◆ Instructions for the task:
Copy the lines verbatim, beginning with the line that contains "of the grass" and continuing through the end of the data, and only those lines.

◆ Raw data:
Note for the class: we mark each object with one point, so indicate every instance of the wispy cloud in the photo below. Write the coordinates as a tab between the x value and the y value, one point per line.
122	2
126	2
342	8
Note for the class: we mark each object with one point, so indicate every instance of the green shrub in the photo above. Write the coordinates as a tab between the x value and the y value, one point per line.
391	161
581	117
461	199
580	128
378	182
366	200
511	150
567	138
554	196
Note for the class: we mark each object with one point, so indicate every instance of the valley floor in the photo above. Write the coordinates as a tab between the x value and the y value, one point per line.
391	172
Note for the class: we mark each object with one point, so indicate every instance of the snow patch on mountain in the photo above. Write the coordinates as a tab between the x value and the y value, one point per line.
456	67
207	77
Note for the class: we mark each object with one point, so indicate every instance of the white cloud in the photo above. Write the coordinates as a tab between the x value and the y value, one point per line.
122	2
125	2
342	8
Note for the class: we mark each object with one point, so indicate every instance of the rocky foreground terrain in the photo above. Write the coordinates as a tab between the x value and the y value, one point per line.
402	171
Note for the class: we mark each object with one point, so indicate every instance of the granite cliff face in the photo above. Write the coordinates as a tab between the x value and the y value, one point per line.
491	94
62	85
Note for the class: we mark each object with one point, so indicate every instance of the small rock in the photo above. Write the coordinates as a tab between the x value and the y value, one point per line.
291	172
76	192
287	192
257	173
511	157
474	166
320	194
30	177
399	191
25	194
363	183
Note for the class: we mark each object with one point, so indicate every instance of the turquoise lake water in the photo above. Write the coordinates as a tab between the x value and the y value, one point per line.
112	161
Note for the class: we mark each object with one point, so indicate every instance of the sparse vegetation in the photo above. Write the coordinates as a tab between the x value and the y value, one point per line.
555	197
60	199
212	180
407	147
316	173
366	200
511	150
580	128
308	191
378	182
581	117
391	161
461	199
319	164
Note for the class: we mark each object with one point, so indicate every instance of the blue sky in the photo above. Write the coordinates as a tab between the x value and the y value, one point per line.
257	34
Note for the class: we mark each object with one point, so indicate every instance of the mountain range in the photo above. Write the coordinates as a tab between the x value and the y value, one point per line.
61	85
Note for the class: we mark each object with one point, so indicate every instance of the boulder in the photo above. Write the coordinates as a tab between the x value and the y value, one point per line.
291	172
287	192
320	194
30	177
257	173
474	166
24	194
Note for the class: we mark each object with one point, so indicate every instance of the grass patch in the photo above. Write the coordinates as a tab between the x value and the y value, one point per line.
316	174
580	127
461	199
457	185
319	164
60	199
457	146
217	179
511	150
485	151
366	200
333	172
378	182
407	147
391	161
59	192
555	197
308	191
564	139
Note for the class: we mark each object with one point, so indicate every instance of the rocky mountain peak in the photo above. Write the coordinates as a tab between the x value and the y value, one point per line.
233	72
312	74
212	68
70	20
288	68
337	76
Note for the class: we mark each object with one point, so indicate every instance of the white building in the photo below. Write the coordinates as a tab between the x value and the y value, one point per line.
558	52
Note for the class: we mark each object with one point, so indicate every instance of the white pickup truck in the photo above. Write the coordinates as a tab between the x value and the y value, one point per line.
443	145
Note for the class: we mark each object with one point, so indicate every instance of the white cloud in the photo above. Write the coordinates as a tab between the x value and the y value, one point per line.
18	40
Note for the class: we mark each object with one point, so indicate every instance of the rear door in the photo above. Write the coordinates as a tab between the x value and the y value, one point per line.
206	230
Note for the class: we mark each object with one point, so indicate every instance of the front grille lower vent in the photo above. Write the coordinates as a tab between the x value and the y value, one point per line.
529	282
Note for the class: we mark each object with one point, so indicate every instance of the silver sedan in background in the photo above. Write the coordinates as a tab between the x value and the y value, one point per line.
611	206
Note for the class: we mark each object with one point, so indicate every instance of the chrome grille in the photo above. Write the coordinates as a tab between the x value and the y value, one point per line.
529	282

◆ Written response:
Note for the class: we mark each object with one point, so indicate every instance of the grass patch in the photo above. Write the coordinates as a tab between the x value and the y value, one point per line.
316	174
580	127
461	199
457	185
319	164
60	199
457	146
217	179
511	150
485	151
366	200
333	172
378	182
407	147
391	161
59	192
555	197
308	191
564	139
Note for the class: we mark each object with one point, so indicate every instance of the rocky mountain peak in the photo above. Write the coordinates as a tab between the x value and the y value, one point per line.
233	72
312	74
212	68
70	20
288	68
337	76
Note for the class: we mark each object with one point, so indicate every instance of the white building in the photo below. Write the coordinates as a tab between the x value and the y value, one point per line.
558	52
Note for the class: we mark each object with one point, so indicate every instance of the white pickup truck in the photo above. Write the coordinates as a tab between the x value and the y value, one point per line.
443	145
Note for the class: we mark each object with one point, so indicate every instance of the white cloud in the photo above. Write the coordinates as a tab between the x value and the y value, one point per line.
18	40
Note for the class: we mark each object with one point, so indicate every instance of the rear door in the photo above. Write the coordinates as a tab between the x value and the y value, one point per line.
206	230
Note for the class: we mark each object with one point, so indicate every instance of the front grille lower vent in the photo above. Write the coordinates as a tab between the x value and the y value, one point per line.
529	282
Note for the class: we mark each object with one point, so indicate every instance of the silver sedan in background in the photo above. Write the coordinates as a tab between the x value and the y value, one point per line.
611	206
Note for the class: we mark each object with one point, so indicate every instance of the chrome grille in the photo above. Write the coordinates as a tab between the x value and the y value, one point per line.
529	282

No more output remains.